**Task prompt**
Take the listing and print it in full, exactly as given.

**Exercise material**
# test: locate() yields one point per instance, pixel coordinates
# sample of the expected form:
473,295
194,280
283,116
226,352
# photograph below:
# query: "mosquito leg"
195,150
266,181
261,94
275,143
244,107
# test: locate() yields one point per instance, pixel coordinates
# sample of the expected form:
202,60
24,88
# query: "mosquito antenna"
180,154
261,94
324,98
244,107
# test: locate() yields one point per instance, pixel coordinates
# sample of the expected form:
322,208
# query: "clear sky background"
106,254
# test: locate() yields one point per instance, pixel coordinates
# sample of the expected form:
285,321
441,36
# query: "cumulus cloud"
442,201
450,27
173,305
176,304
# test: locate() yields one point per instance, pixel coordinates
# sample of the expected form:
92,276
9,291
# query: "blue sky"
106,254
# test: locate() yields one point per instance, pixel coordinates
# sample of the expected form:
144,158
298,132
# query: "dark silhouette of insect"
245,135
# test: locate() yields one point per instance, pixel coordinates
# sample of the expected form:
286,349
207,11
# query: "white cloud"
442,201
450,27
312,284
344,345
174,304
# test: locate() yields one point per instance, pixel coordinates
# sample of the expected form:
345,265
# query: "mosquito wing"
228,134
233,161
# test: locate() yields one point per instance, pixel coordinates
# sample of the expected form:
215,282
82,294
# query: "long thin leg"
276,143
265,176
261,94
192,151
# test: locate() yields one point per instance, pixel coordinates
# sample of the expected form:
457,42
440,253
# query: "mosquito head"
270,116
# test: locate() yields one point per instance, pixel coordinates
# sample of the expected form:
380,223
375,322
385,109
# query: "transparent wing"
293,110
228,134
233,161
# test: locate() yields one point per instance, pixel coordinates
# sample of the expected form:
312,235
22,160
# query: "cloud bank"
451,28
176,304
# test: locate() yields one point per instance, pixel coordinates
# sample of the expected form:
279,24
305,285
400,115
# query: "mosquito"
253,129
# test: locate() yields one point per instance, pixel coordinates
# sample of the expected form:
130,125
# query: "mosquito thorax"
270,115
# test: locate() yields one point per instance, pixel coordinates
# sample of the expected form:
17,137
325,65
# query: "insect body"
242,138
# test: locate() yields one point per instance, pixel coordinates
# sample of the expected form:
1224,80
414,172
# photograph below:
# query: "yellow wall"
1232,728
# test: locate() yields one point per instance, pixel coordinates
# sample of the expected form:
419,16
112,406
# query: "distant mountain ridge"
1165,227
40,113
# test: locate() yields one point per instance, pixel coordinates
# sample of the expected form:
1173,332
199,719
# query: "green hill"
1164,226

**Exercise response**
# test: locate() yields one point per instance, pixel coordinates
# sample of the expected form:
473,295
194,280
283,116
226,352
# photograph below:
# query: "mosquito leg"
195,150
266,181
261,94
275,143
244,107
# test: locate() yields one point per instance, pixel coordinates
# sample of the expected form:
202,60
24,88
# query: "mosquito antenna"
180,154
261,94
324,98
244,107
# test: locate() yields one point per instance, pixel coordinates
# sample of the expected form:
322,208
# query: "clear sky background"
106,254
# test: locate() yields one point per instance, pixel coordinates
# sample of the expected form:
285,321
441,36
# query: "cumulus cloud"
442,201
450,27
173,305
176,304
# test: locate() yields one point per instance, pixel coordinates
# sample of the expected form:
92,276
9,291
# query: "blue sky"
106,254
# test: locate() yields one point per instance, pixel coordinates
# sample of the expected form:
144,158
298,132
# query: "dark silhouette of insect"
245,135
# test: locate() yields one point per instance, pixel coordinates
# sample of the expected form:
286,349
207,11
# query: "white cloud"
442,201
450,27
312,284
344,345
174,304
# test: locate() yields one point per instance, pixel coordinates
# sample of the expected form:
345,265
# query: "mosquito wing"
228,134
233,161
# test: locate() yields one point per instance, pixel coordinates
# sample of the expected form:
215,282
82,294
# query: "long thin leg"
276,143
265,176
261,94
192,151
# test: locate() yields one point per instance, pixel coordinates
# sample of the expected form:
457,42
440,253
# query: "mosquito head"
270,116
# test: locate() yields one point per instance, pixel coordinates
# sample of the expected form:
380,223
375,322
385,109
# query: "transparent wing"
293,110
228,134
233,161
# test: locate() yields one point per instance, pixel coordinates
# sample of the expected form:
312,235
22,160
# query: "cloud bank"
451,28
176,304
# test: locate() yields one point per instance, pixel coordinates
# sample of the expected form:
279,24
305,285
400,115
# query: "mosquito"
253,129
# test: locate() yields one point per instance, pixel coordinates
# sample of the expected form:
130,125
# query: "mosquito thorax"
270,115
# test: locate() yields one point per instance, pixel coordinates
# sample of the expected form:
17,137
325,65
# query: "insect body"
242,138
# test: locate() yields one point per instance, pixel coordinates
# sample of the expected form:
1224,80
414,172
# photograph below:
# query: "yellow wall"
1232,728
# test: locate() yields one point per instance, pixel coordinates
# sample of the expected form:
419,16
112,406
# query: "distant mountain ridge"
1165,227
40,113
# test: locate() yields one point per instance, pixel coordinates
# sample of the expected form:
1173,332
199,719
# query: "green hill"
1164,226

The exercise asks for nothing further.